** Selected excerpt **

====

**RecurrentPPO (ppo_lstm) and Huggingface integration**
Breaking Changes
- Change default value for number of hyperparameter optimization trials from 10 to 500. (ernestum)
- Derive number of intermediate pruning evaluations from number of time steps (1 evaluation per 100k time steps.) (ernestum)
- Updated default --eval-freq from 10k to 25k steps
- Update default horizon to 2 for the `HistoryWrapper`
- Upgrade to Stable-Baselines3 (SB3) >= 1.6.0
- Upgrade to sb3-contrib >= 1.6.0
New Features
- Support setting PyTorch's device with thye `--device` flag (gregwar)
- Add `--max-total-trials` parameter to help with distributed optimization. (ernestum)
- Added `vec_env_wrapper` support in the config (works the same as `env_wrapper`)
- Added Huggingface hub integration
- Added `RecurrentPPO` support (aka `ppo_lstm`)
- Added autodownload for "official" sb3 models from the hub
- Added Humanoid-v3, Ant-v3, Walker2d-v3 models for A2C (pseudo-rnd-thoughts)
- Added MsPacman models
Bug fixes
- Fix `Reacher-v3` name in PPO hyperparameter file
- Pinned ale-py==0.7.4 until new SB3 version is released
- Fix enjoy / record videos with LSTM policy
- Fix bug with environments that have a slash in their name (ernestum)
- Changed `optimize_memory_usage` to `False` for DQN/QR-DQN on Atari games,
if you want to save RAM, you need to deactivate `handle_timeout_termination`
in the `replay_buffer_kwargs`
Documentation
Other
- When pruner is set to `"none"`, use `NopPruner` instead of diverted `MedianPruner` (qgallouedec)

====

** Data shown **
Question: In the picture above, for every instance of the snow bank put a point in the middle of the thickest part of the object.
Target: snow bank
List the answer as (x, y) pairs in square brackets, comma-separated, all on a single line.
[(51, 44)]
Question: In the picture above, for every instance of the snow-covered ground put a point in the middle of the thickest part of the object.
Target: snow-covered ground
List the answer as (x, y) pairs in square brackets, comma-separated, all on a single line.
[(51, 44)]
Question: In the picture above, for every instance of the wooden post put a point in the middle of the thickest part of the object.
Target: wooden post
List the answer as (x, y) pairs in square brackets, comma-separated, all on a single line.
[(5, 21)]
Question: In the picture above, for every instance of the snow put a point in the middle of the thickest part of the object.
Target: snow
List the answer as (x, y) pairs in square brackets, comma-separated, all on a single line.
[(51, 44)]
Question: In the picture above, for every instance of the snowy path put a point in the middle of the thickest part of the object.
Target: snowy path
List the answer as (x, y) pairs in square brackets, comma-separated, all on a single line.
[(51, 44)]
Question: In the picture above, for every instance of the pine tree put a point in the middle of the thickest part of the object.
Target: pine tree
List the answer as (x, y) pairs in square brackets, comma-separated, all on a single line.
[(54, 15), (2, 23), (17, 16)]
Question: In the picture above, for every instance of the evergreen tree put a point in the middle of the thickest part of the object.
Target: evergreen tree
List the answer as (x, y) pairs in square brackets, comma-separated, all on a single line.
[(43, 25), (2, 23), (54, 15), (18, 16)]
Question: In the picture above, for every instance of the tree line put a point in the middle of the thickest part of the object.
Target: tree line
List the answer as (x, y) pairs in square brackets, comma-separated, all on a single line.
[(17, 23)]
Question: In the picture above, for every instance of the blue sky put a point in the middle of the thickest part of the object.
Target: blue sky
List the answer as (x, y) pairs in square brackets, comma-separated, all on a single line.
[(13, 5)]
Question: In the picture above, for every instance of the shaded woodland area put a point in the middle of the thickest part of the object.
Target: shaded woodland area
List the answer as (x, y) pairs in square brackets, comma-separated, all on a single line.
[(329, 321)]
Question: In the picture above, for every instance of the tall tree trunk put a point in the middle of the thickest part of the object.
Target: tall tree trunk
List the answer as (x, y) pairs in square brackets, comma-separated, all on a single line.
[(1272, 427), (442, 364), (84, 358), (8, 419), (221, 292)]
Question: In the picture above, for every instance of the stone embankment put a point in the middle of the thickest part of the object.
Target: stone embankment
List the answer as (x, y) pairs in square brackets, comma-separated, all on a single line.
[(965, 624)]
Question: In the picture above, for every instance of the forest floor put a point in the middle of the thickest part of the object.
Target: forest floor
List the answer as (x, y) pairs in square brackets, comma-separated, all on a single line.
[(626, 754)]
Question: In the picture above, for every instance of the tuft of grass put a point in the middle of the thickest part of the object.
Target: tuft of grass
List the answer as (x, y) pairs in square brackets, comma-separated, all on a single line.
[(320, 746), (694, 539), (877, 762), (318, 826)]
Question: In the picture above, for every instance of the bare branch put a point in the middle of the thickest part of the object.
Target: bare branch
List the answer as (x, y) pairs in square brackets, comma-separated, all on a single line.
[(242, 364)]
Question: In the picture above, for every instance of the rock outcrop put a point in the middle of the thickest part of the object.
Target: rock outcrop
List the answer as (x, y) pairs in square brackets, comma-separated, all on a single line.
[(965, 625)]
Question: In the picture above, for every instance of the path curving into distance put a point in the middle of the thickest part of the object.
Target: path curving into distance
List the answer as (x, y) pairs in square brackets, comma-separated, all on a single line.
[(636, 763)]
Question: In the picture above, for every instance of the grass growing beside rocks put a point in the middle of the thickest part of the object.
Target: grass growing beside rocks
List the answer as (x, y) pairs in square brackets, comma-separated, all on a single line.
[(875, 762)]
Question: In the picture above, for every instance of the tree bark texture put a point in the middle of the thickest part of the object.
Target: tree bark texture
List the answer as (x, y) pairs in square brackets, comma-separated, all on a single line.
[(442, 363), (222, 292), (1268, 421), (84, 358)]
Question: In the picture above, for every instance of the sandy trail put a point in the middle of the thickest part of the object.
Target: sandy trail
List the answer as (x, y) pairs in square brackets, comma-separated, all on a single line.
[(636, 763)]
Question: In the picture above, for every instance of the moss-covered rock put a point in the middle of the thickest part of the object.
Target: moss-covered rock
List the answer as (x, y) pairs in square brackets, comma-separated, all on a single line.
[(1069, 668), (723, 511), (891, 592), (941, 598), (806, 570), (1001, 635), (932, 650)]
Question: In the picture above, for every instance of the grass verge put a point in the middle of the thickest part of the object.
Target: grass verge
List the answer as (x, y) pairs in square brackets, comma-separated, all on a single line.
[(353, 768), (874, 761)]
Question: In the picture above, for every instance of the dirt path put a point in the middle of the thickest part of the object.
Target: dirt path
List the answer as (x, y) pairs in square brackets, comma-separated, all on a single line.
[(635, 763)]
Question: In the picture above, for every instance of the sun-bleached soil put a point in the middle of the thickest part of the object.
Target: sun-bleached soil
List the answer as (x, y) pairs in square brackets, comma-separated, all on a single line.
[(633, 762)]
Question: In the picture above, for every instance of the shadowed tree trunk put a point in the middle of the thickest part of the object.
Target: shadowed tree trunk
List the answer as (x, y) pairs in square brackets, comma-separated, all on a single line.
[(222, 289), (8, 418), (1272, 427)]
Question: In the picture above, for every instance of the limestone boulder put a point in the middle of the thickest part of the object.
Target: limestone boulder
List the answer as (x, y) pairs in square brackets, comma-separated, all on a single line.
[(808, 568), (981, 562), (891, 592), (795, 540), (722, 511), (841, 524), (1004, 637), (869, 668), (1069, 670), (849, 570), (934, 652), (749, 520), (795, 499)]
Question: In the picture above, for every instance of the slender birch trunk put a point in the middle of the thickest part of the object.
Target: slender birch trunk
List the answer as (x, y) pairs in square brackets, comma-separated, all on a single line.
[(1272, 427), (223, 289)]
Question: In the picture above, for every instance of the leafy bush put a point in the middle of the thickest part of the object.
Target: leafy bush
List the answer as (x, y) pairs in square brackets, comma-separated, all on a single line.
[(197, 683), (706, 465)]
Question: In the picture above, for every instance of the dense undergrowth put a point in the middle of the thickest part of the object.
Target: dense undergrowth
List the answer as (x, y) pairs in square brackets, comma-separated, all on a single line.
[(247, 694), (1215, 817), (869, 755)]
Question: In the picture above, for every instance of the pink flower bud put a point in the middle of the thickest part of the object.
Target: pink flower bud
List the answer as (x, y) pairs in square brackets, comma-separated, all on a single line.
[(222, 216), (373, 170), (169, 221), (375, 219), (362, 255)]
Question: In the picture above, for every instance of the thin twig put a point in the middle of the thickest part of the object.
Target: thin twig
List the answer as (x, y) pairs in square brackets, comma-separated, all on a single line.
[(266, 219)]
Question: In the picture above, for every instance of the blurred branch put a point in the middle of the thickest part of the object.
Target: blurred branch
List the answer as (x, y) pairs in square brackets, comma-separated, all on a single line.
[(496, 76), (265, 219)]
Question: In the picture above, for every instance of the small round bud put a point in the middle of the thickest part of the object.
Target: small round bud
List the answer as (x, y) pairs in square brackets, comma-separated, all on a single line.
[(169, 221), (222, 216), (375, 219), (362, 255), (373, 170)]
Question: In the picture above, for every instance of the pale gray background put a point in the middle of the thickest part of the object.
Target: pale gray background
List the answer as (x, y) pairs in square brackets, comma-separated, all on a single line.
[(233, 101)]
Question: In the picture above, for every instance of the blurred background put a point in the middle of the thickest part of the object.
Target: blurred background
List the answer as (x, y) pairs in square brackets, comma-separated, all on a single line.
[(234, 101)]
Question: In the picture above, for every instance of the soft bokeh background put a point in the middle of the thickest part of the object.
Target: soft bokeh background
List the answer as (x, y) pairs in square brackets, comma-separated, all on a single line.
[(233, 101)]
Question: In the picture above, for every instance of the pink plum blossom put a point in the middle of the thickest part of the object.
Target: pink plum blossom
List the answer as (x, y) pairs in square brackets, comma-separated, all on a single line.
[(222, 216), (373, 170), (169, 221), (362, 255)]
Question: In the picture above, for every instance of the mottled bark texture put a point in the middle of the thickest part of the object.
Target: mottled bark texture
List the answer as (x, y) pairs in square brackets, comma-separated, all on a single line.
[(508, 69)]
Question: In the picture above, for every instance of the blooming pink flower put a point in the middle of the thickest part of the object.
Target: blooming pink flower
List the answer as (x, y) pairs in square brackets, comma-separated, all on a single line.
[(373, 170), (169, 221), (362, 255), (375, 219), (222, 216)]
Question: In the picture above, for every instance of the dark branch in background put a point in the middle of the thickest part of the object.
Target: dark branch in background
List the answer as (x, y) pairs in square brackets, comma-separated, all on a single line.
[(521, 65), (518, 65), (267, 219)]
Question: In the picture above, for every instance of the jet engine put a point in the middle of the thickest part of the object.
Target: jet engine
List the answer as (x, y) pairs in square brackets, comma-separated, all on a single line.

====

** What is being asked **
Copy the release notes starting at "- Derive number" and ending at "for A2C (pseudo-rnd-thoughts)", substituting "parallel optimization" for "distributed optimization". The rows are a separate body of material from the release notes.

** Solved exercise **
- Derive number of intermediate pruning evaluations from number of time steps (1 evaluation per 100k time steps.) (ernestum)
- Updated default --eval-freq from 10k to 25k steps
- Update default horizon to 2 for the `HistoryWrapper`
- Upgrade to Stable-Baselines3 (SB3) >= 1.6.0
- Upgrade to sb3-contrib >= 1.6.0
New Features
- Support setting PyTorch's device with thye `--device` flag (gregwar)
- Add `--max-total-trials` parameter to help with parallel optimization. (ernestum)
- Added `vec_env_wrapper` support in the config (works the same as `env_wrapper`)
- Added Huggingface hub integration
- Added `RecurrentPPO` support (aka `ppo_lstm`)
- Added autodownload for "official" sb3 models from the hub
- Added Humanoid-v3, Ant-v3, Walker2d-v3 models for A2C (pseudo-rnd-thoughts)